Task statement »
Can you rewrite every one of the entries below as a numbered list, leaving out any blank lines?

Start Stored records

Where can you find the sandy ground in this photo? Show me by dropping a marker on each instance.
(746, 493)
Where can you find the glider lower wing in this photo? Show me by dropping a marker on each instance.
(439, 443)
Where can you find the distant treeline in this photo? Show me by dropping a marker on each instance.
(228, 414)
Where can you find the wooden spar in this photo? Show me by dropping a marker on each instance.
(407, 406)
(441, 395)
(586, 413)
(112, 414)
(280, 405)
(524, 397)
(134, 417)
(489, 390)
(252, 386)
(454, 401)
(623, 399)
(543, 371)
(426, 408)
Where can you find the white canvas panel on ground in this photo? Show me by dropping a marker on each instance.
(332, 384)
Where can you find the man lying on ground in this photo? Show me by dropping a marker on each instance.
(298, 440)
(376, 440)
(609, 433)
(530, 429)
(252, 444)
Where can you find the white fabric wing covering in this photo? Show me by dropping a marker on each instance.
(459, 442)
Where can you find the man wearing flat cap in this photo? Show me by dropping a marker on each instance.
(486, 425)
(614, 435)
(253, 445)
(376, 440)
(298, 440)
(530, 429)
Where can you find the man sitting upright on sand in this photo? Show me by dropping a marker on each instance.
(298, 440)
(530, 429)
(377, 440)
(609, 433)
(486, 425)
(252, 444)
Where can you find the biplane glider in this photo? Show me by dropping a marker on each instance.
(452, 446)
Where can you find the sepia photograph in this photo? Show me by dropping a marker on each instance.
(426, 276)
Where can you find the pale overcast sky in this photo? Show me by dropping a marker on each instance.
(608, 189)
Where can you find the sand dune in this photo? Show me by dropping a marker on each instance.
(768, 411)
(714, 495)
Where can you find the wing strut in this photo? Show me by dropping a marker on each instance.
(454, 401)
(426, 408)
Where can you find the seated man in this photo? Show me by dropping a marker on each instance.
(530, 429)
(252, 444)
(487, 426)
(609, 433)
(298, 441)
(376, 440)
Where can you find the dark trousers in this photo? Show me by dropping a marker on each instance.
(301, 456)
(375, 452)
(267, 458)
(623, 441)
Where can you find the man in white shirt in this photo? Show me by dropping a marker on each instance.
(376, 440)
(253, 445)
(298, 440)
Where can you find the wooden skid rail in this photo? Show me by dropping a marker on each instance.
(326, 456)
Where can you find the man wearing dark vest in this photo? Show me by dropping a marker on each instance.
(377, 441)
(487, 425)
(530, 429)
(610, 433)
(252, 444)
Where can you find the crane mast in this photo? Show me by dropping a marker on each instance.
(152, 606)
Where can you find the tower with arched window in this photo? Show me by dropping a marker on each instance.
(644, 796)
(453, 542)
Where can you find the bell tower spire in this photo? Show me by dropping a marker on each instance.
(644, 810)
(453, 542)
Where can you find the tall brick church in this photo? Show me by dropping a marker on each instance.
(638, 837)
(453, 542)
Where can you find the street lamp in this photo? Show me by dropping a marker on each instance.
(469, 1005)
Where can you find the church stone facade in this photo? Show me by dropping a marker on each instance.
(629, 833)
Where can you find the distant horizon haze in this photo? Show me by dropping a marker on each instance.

End Stored records

Reply to the task »
1. Where can you find the sandy ground in this photo? Show me by dropping a marker on each instance.
2. (746, 493)
3. Where can you find the glider lower wing in this photo? Show me by dropping a marker on each instance.
4. (439, 443)
5. Where can you find the distant treeline in this photo? Show me by dropping a marker on each instance.
6. (228, 414)
7. Where can you find the wooden spar in this photo? Show me by dropping a marker on each instance.
8. (407, 406)
9. (441, 395)
10. (586, 413)
11. (112, 414)
12. (280, 405)
13. (524, 397)
14. (134, 417)
15. (489, 390)
16. (252, 386)
17. (454, 401)
18. (623, 399)
19. (543, 371)
20. (426, 408)
21. Where can you find the white canvas panel on ground in this photo? Show me by dropping a marker on each instance.
22. (332, 384)
23. Where can you find the man lying on ground in this photo? Show me by dropping a marker on each instance.
24. (298, 440)
25. (376, 440)
26. (609, 433)
27. (530, 429)
28. (252, 444)
29. Where can you find the white fabric wing covering in this photo? Show me by dropping a marker on each instance.
30. (459, 442)
31. Where can you find the man wearing flat cap in this photo? Show me by dropping a marker on each instance.
32. (486, 425)
33. (614, 435)
34. (253, 445)
35. (376, 440)
36. (298, 440)
37. (530, 429)
38. Where can you find the man sitting upright on sand in this photo? Show me by dropping a marker on each instance.
39. (298, 440)
40. (530, 429)
41. (377, 440)
42. (609, 433)
43. (486, 425)
44. (252, 444)
45. Where can you find the biplane glider in this photo? Show me by dropping a marker on each instance.
46. (452, 446)
47. Where can you find the sepia photograph in this photo? Show me by dropping a marker on each instance.
48. (426, 276)
49. Where can you find the pale overcast sky in this photo? Show me by dropping a marker on each instance.
50. (608, 189)
51. Where can you find the sand dune in this photo? Show me by dropping a marker on each instance.
52. (768, 411)
53. (714, 495)
54. Where can you find the wing strut in this photo? Show me by dropping a marker on each instance.
55. (454, 401)
56. (426, 408)
57. Where can you find the seated man in this photo? Show me by dropping a marker on each instance.
58. (530, 429)
59. (252, 444)
60. (487, 426)
61. (609, 433)
62. (298, 441)
63. (376, 440)
64. Where can you find the dark trousers in this photo? Show me by dropping a marker on each instance.
65. (301, 456)
66. (375, 452)
67. (267, 458)
68. (623, 441)
69. Where can you find the man in white shirt in this photo? Show me by dropping a marker on each instance.
70. (376, 440)
71. (253, 445)
72. (298, 440)
73. Where can you find the wooden skid rail in this photo? Show me by dropping a marker on each instance.
74. (326, 456)
75. Where can you find the man wearing dark vest in this photo? Show me by dropping a marker on each instance.
76. (377, 441)
77. (487, 425)
78. (530, 429)
79. (610, 433)
80. (252, 444)
81. Where can you find the crane mast in this photo? Show me by dropping a marker on each instance.
82. (152, 606)
83. Where can you find the tower with arched window in this photo? Show me by dropping a marker on each instance.
84. (644, 796)
85. (453, 542)
86. Where can you find the bell tower spire in this photo? Show me by dropping a marker on each instance.
87. (644, 810)
88. (453, 542)
89. Where can you find the tall brick church in this photo? Show me by dropping a marker on each instance.
90. (638, 837)
91. (453, 542)
92. Where can you find the street lamp in this photo? Show me by dropping a marker on each instance.
93. (469, 1005)
94. Where can you find the church stone facade in this photo? Show me by dropping a marker on each instance.
95. (629, 833)
96. Where can you find the distant horizon haze in this photo? Show me by dropping a marker on each instance.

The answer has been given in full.